** What is asked **
1. Copy out the passage of the fishing report between "Great day on" and "and color charts.", inclusive.
2. Answer these from the fishing report:
(a) What was the river temperature?
(b) What size was the Iron blue dun CDC Caddis that caught a very large fish?
(c) How long was the second small brook trout?

** Source excerpt **
──────

Great day on the river, lots of bugs hatching and fluorescent green new growth everywhere, with all the rain and snow things are now growing fast. River temperature was 59 degrees and a comfortable 72 degrees and no wind on the river.
Fished my 2wt dry fly rod with CDC Caddis, Adams and blue wings. When I tie up caddis I always tie the four flavors of CDC for the driftless, Natural, BWO, Iron blue dun, Black.
I really need to study some on possible bugs hatching because I usually see new stuff and with lots of bugs its sometimes really difficult to figure out what some trout are feeding on, they all were not feeding on the same things. I also determined I need to take bug pics for later study and color charts.
I saw what looked like different sizes and colors of mayflies coming out of the river, large caddis escaping from the surface, little bouncy bugs that skipped around on the surface and the usual midges and what looked like little black stick caddis or stoneflies.
The bulk of my fish came on caddis, and after I saw a nice head and I grabbed a fly out of the air, it looked blue possibly a grey drake and there were not hatching in large numbers at all, so I changed to a long Iron blue dun CDC Caddis in size 16 and caught a very large fish and a couple others like him.
I saw a few really large brook trout feeding on something but I could`nt get them, I only caught two small brook trout, one self released and the other was just 4" and stunning in color.
Lots of fish from all year classes, which is always great to see on a wild fish river, and its always good to see some fish that's been around awhile, a couple with net marks and one nice fish looked like it was hooked recently with a treble but was healing up nicely.
Since I started really refining my dry fly presentation and using a bit lighter rig, I`ve caught a lot of larger fish and more fish on dry flies which is my favorite form of fly fishing, I love to swing and skate flies, nymphs are good sport but for me nothing matches surface action, and I got a lot of it yesterday, the clicker was screaming from noon till the end of legal.
A comical thing that happened and my largest fish of the day took place on cast one.

──────

** Data extract **
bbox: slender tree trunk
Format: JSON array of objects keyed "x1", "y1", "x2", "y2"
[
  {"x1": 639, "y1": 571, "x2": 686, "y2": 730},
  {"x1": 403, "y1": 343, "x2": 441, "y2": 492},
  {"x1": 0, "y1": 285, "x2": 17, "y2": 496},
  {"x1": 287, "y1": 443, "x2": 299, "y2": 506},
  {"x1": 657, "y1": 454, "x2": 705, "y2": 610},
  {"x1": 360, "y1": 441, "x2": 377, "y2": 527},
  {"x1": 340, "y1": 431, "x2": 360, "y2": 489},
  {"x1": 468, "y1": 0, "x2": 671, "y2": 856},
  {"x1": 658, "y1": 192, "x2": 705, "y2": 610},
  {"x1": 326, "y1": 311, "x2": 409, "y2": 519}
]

──────

** Per-task answers **
1.
Great day on the river, lots of bugs hatching and fluorescent green new growth everywhere, with all the rain and snow things are now growing fast. River temperature was 59 degrees and a comfortable 72 degrees and no wind on the river.
Fished my 2wt dry fly rod with CDC Caddis, Adams and blue wings. When I tie up caddis I always tie the four flavors of CDC for the driftless, Natural, BWO, Iron blue dun, Black.
I really need to study some on possible bugs hatching because I usually see new stuff and with lots of bugs its sometimes really difficult to figure out what some trout are feeding on, they all were not feeding on the same things. I also determined I need to take bug pics for later study and color charts.

2.
(a) 59 degrees
(b) Size 16
(c) 4 inches